-------- Available records --------
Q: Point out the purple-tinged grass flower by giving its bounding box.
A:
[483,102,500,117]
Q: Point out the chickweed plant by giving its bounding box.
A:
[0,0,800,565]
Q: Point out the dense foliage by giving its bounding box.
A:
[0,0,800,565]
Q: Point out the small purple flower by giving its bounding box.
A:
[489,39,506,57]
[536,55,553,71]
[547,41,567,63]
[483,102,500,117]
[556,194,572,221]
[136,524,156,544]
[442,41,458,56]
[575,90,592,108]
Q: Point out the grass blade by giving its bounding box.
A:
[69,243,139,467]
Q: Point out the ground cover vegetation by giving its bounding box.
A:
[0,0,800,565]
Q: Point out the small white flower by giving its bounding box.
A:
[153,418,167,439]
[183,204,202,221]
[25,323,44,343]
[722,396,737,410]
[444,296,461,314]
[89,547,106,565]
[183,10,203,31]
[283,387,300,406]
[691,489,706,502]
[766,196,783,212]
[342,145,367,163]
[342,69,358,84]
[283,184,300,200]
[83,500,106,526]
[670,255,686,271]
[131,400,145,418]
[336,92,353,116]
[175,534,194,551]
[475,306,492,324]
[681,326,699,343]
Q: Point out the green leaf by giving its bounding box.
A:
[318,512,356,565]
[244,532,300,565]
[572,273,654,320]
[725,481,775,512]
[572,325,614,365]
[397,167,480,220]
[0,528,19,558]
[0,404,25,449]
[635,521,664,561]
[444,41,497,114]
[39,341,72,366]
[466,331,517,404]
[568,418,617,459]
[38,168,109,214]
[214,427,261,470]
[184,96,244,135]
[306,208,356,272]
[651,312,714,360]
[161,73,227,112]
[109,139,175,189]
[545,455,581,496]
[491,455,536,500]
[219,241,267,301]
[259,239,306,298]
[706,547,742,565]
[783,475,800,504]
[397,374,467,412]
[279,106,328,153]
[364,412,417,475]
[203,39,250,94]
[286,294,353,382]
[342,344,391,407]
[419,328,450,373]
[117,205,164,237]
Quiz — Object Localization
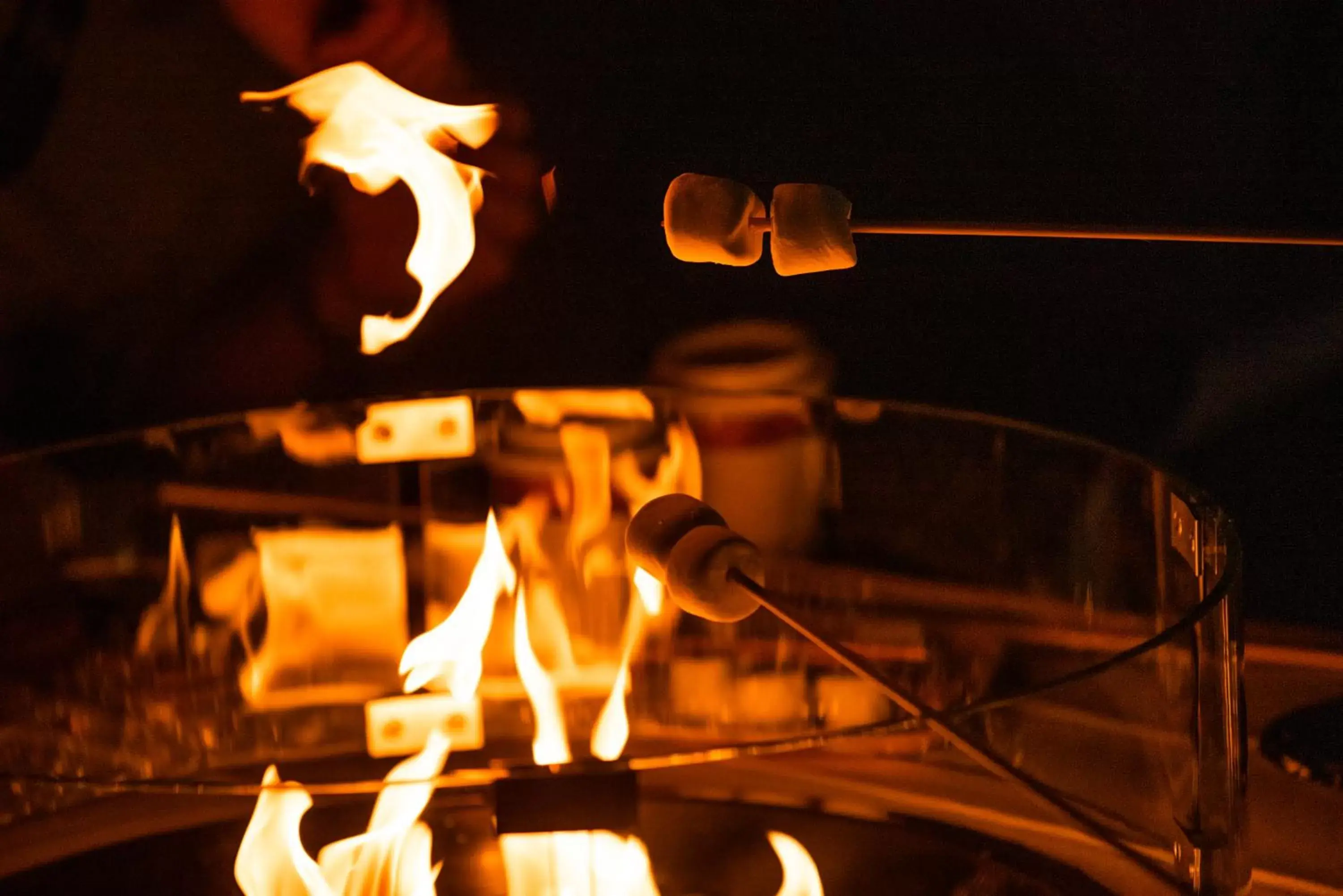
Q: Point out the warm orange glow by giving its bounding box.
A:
[513,589,573,766]
[136,513,191,656]
[234,731,450,896]
[400,511,517,699]
[500,830,658,896]
[513,389,653,426]
[590,567,662,762]
[560,423,611,582]
[238,525,407,708]
[242,62,498,354]
[634,567,662,617]
[770,830,825,896]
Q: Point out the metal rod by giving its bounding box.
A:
[751,218,1343,246]
[728,567,1187,891]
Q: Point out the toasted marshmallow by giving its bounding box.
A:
[662,175,764,267]
[770,184,858,277]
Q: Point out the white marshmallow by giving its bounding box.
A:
[662,175,764,267]
[770,184,858,277]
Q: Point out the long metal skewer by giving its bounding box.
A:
[751,218,1343,246]
[728,567,1187,891]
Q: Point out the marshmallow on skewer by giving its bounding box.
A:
[770,184,858,277]
[624,495,764,622]
[662,175,764,267]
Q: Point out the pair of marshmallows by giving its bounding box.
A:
[662,175,858,277]
[624,495,764,622]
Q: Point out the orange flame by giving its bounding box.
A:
[400,511,517,699]
[500,830,658,896]
[770,830,825,896]
[242,62,498,354]
[136,513,191,656]
[234,731,450,896]
[594,422,700,762]
[590,567,662,762]
[560,423,611,582]
[513,589,573,766]
[634,567,662,617]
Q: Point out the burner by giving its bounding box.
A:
[0,389,1249,896]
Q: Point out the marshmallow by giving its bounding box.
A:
[624,495,727,582]
[770,184,858,277]
[624,495,764,622]
[666,525,764,622]
[662,175,764,267]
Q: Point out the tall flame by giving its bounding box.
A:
[136,513,191,656]
[242,62,498,354]
[513,589,573,766]
[560,423,611,580]
[400,511,517,697]
[770,830,825,896]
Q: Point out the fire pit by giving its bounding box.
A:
[0,389,1249,896]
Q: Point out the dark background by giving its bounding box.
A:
[2,0,1343,626]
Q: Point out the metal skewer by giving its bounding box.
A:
[727,567,1187,891]
[751,218,1343,246]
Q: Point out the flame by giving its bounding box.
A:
[594,420,700,762]
[560,423,611,579]
[590,568,662,762]
[400,511,517,699]
[634,567,662,617]
[513,589,573,766]
[242,62,498,354]
[234,731,451,896]
[770,830,825,896]
[500,830,658,896]
[136,513,191,657]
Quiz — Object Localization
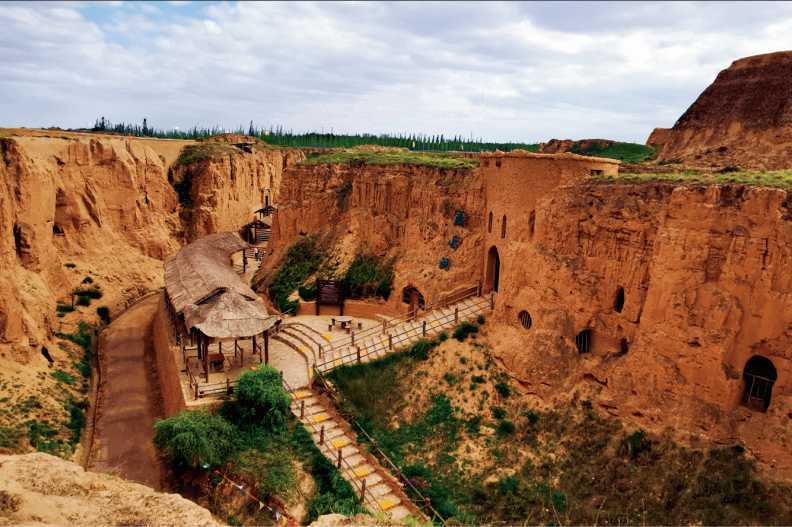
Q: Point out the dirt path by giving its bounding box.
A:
[93,295,167,490]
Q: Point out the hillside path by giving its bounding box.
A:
[92,295,164,490]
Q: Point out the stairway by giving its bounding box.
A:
[291,388,428,524]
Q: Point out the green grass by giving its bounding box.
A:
[569,142,656,163]
[595,170,792,188]
[328,338,792,525]
[299,151,479,169]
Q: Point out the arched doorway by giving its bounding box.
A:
[486,245,500,293]
[743,355,778,412]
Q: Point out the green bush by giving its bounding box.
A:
[344,253,396,300]
[236,364,290,430]
[154,407,235,468]
[50,370,77,385]
[498,420,514,436]
[495,381,511,399]
[451,322,478,342]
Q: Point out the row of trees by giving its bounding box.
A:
[91,117,538,152]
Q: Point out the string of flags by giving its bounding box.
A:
[203,463,296,527]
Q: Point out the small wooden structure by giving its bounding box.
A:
[316,280,344,316]
[253,203,278,219]
[239,218,272,243]
[165,232,280,382]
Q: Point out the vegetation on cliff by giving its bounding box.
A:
[299,150,479,169]
[594,166,792,188]
[154,365,364,525]
[328,324,792,525]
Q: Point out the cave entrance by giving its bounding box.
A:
[487,245,500,293]
[743,355,778,412]
[575,329,592,353]
[402,286,426,315]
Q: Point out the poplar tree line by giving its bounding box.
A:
[91,117,538,152]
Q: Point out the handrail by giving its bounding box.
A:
[281,374,385,512]
[314,294,491,369]
[314,371,446,525]
[329,285,479,350]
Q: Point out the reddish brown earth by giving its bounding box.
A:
[91,295,165,490]
[647,51,792,170]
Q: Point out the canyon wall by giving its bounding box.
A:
[170,148,305,242]
[262,160,486,313]
[650,51,792,170]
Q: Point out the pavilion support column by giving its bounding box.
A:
[204,335,209,382]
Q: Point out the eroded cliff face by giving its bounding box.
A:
[491,180,792,470]
[0,137,184,362]
[170,148,305,242]
[262,164,486,312]
[650,51,792,170]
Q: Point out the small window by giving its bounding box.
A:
[518,311,532,329]
[613,287,624,313]
[575,329,591,353]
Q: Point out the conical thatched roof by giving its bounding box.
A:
[165,232,278,338]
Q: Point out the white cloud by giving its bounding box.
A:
[0,2,792,141]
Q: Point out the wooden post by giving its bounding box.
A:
[204,335,209,382]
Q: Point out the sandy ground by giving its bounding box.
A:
[94,295,165,490]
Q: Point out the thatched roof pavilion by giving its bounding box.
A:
[165,232,280,378]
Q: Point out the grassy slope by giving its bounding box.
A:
[324,326,792,525]
[300,151,479,169]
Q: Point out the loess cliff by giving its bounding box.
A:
[647,51,792,170]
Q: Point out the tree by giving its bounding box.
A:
[236,364,290,429]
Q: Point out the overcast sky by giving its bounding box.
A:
[0,1,792,143]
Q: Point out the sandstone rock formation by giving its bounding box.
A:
[0,454,222,526]
[650,51,792,170]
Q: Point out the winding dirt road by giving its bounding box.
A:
[93,295,167,491]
--------
Stated task -
Reproduce the stretch from the line containing "Q: Point out the white cloud" through the end of the entries, requests included, and offset every bounding box coordinate in the answers by adding 146 to it.

Written solution -
Q: Point out the white cloud by giving its bounding box.
A:
[146,148,938,287]
Q: Point out the wooden post by giving its bounding box.
A:
[350,481,355,528]
Q: Point out the sandy ground by giving its bounding box.
A:
[240,441,311,636]
Q: Point out the thatched roof pavilion by giving its bounding box.
A:
[311,378,426,524]
Q: Point out the grassy slope by giving its bounding box.
A:
[470,472,938,671]
[446,297,625,315]
Q: Point out the loess cliff by giving its bounding box.
A:
[793,197,938,316]
Q: Point out the tree by giving its bounding box.
A:
[382,510,436,575]
Q: Point out the overcast sky by giving its bounding box.
A:
[146,147,938,289]
Q: Point out the sandstone rock formation by giving its bounding box.
A:
[146,600,368,672]
[796,197,938,316]
Q: Point out the winding dirt road by giving its bounding box.
A:
[239,441,313,637]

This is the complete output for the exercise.